* _EXTRACTED RECORDS_
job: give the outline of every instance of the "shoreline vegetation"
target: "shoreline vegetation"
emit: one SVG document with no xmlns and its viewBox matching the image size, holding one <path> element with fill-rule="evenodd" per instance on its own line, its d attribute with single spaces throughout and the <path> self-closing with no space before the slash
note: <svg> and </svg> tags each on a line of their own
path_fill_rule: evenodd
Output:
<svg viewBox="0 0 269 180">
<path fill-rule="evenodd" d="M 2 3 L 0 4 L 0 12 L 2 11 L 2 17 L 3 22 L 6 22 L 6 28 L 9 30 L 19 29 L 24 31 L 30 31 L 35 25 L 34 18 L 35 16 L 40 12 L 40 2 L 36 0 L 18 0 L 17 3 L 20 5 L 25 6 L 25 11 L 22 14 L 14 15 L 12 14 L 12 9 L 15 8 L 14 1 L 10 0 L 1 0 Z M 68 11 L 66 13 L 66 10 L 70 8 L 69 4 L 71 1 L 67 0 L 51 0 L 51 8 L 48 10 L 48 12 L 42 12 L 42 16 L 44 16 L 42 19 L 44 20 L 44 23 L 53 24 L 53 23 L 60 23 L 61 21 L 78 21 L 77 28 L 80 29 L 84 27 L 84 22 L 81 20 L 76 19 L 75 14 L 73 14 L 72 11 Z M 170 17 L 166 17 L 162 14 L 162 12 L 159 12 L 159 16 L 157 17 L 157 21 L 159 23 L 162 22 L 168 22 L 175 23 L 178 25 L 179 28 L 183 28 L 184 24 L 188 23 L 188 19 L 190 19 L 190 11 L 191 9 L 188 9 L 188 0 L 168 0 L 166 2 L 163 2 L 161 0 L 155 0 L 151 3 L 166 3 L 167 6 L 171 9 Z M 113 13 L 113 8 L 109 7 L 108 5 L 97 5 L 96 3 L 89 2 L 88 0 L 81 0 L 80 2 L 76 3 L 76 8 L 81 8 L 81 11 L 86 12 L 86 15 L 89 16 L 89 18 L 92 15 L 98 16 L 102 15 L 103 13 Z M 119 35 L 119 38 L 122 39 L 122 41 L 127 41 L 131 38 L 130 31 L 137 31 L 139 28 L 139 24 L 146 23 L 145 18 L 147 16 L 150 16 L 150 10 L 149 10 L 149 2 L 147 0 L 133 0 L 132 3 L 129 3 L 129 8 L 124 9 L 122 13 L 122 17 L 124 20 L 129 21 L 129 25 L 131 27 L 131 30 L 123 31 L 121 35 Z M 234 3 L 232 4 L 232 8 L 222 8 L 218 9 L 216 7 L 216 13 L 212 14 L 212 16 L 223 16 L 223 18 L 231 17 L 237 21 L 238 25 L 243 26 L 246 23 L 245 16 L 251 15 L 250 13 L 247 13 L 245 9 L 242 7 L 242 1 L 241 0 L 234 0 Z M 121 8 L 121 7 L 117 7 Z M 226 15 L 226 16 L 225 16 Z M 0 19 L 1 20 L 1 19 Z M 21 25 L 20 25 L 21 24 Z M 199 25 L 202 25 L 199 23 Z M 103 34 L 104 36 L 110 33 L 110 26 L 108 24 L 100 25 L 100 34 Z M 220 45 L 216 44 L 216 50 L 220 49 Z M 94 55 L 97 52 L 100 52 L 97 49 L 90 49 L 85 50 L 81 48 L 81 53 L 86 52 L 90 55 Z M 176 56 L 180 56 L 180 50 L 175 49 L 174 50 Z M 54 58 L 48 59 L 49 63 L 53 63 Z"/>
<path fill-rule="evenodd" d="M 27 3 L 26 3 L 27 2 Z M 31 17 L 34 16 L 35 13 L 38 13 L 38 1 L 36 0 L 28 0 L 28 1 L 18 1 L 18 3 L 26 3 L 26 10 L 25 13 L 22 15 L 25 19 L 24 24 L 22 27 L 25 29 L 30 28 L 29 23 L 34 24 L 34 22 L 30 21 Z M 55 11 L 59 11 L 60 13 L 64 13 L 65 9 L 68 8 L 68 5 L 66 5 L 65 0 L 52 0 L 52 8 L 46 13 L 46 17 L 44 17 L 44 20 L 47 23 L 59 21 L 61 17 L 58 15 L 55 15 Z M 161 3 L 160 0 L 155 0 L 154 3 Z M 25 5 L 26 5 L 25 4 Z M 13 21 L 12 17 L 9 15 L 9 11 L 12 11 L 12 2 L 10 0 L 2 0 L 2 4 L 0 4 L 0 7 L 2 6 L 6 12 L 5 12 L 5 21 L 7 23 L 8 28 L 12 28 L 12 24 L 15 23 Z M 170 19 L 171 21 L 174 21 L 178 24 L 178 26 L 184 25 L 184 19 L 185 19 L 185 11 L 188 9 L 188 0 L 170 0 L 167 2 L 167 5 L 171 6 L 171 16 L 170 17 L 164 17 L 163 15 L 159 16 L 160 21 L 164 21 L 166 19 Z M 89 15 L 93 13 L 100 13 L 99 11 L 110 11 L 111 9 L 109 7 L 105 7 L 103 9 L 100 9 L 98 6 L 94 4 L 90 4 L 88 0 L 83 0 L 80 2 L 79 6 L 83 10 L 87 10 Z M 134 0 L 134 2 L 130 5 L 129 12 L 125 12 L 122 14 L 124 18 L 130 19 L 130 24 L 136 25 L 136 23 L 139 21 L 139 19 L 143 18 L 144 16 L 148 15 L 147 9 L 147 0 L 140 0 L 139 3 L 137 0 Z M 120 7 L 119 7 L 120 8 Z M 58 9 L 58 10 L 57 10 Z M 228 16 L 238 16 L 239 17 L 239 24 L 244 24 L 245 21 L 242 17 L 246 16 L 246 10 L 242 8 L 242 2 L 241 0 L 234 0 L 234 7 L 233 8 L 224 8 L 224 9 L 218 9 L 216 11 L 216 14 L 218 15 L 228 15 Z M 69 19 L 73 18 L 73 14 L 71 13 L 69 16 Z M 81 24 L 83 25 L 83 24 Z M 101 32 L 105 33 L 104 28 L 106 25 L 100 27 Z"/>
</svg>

* * *

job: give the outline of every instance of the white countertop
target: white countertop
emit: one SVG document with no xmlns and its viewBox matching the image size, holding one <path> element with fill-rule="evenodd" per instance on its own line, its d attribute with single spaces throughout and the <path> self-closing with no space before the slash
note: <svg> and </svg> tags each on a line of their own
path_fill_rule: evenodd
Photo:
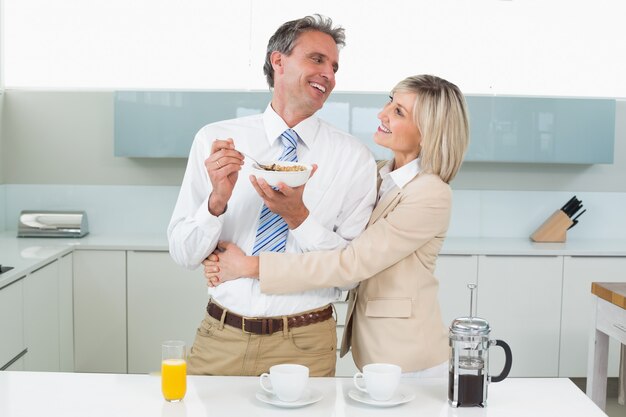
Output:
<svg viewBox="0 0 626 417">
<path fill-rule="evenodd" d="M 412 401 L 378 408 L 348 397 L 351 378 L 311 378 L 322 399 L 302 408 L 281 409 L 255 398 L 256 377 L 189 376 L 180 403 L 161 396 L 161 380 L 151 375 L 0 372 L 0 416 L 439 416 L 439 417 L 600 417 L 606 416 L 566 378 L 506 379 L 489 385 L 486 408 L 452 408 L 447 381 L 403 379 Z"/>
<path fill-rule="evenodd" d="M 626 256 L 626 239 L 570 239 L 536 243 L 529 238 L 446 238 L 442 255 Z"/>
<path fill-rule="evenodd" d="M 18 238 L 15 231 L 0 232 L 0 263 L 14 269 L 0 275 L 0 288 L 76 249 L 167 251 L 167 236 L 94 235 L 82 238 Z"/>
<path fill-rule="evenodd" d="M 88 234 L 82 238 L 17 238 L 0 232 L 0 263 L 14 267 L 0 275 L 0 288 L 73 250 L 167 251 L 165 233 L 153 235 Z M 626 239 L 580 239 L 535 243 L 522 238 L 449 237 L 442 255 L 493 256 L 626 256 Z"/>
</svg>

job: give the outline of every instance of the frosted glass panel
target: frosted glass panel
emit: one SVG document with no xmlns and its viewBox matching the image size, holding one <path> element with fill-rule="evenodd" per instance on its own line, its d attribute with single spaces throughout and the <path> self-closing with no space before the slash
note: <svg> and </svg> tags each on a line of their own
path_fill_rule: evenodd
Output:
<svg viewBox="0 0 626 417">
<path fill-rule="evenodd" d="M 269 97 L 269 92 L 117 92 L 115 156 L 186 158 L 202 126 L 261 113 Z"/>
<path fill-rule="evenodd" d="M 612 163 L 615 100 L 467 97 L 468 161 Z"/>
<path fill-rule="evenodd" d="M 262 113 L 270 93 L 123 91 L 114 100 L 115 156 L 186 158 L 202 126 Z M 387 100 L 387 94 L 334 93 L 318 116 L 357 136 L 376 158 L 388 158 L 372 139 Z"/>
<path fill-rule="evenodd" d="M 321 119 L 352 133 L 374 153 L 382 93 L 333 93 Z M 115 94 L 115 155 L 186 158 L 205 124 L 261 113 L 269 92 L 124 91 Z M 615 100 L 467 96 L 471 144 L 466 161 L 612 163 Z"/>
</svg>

* _WHAT THE TASK REQUIRES_
Gather every line from the listing above in which the word "panel" appears.

* _EXERCISE OUTPUT_
job: give the outline of every instance of the frosted glass panel
target: frosted glass panel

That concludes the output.